[Exercise passage]:
+++++
2) “We have a tremendous problem on our hands. You must help us. Give us confidence--not distrust. Give us practical aid and advice--not criticism. Praise us when praise is merited. Be patient and understanding when we make mistakes.”
Page’s wisdom is remarkable. (a) Be confidence givers- push your children/students in a direction that forces them to do hard things, while providing them the resources to experience success. (b) Give practical advice and aid- stop being the parent that criticizes your kids during sporting events or anything else. (c) Merited praise- this has been emphasized a lot in recent years, but we should examine the over-utilization of unmerited praise. It is possible that we are rewarding too frequently. (d) In many ways we should be allowing mistakes. Currently, my generation of parents and older are afraid of even allowing mistakes much less being patient and understanding when mistakes are made.
3) “Spiritual forces begin to be felt. The emotions are frequently in a state of upheaval, struggling with one another for supremacy. And Youth does not understand. There is no one to turn to--no one but the rest of Youth, which is as perplexed and troubled with its problems as ourselves. Everywhere we read and hear the criticism and distrust of older people toward us. It forms an insurmountable barrier between us. How can we turn to them?”
This is a bold statement and one we should all take to heart. Understand them and tear down the barriers. It is crucial that students have mentors and older adults in their lives that walk beside them and disciple them. Chap Clark and Kara Powell have written a book called Sticky Faith. In this book they argue for a child to remain faithful after high school they must have five faithful adults in their lives. So, it is vital that we break down barriers in our relationships with those younger than us.
4) “In every person there is a desire, an innate longing, toward some special goal or achievement. Each of us has his place to fill. Each of us has his talent--be it ever so humble. That is why it is up to you who have the supervision of us of less ripe experience to guide us sympathetically, and to help us find, encourage, and develop our special abilities and talents. Study us. Make us realize that you respect us as fellow human beings, that you have confidence in us, and, above all, that you expect us to live up to the highest ideals, and to the best that is in us.”
Cultivate their CONTRIBUTION ability and skills. Yes, everything in faith and leadership formation of the emerging generations comes back to the concept of contribution. Why? Because it matters. Help them identify, foster, and build upon their gifts. Provide them opportunities to contribute to society.
Let me end this blog post with a powerful proclamation from Ms. Page:
“Oh, parents, parents everywhere, point out to us the ideals of truly glorious and upright living! Believe in us, that we may learn to believe in ourselves, in humanity, in God! Be the living examples of your teachings, that you may inspire us with hope and courage, understanding and truth, love and faith. Remember that we are the parents of the future. Help us to be worthy of the sacred trust that will be ours. Make your lives such an inspiration to us that we in our turn will strive to become an inspiration to our children and to the ages! Is it too much to ask?”
+++++
[Description of the task]:
From the blog post on guiding young people, extract the part that opens with the words containing "This is a bold" and closes with "younger than us.". The records that follow the text were taken from a separate source.

(Dataset records)
+++++
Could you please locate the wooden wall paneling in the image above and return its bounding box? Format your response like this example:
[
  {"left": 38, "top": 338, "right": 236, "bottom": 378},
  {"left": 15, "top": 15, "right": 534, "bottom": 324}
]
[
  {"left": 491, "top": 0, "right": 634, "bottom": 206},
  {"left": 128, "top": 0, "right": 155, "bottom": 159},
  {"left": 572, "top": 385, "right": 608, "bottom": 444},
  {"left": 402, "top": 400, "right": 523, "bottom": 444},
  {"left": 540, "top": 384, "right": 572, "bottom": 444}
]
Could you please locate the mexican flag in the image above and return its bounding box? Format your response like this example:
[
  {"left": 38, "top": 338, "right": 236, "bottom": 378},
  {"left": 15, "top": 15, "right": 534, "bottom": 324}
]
+++++
[Result of this task]:
This is a bold statement and one we should all take to heart. Understand them and tear down the barriers. It is crucial that students have mentors and older adults in their lives that walk beside them and disciple them. Chap Clark and Kara Powell have written a book called Sticky Faith. In this book they argue for a child to remain faithful after high school they must have five faithful adults in their lives. So, it is vital that we break down barriers in our relationships with those younger than us.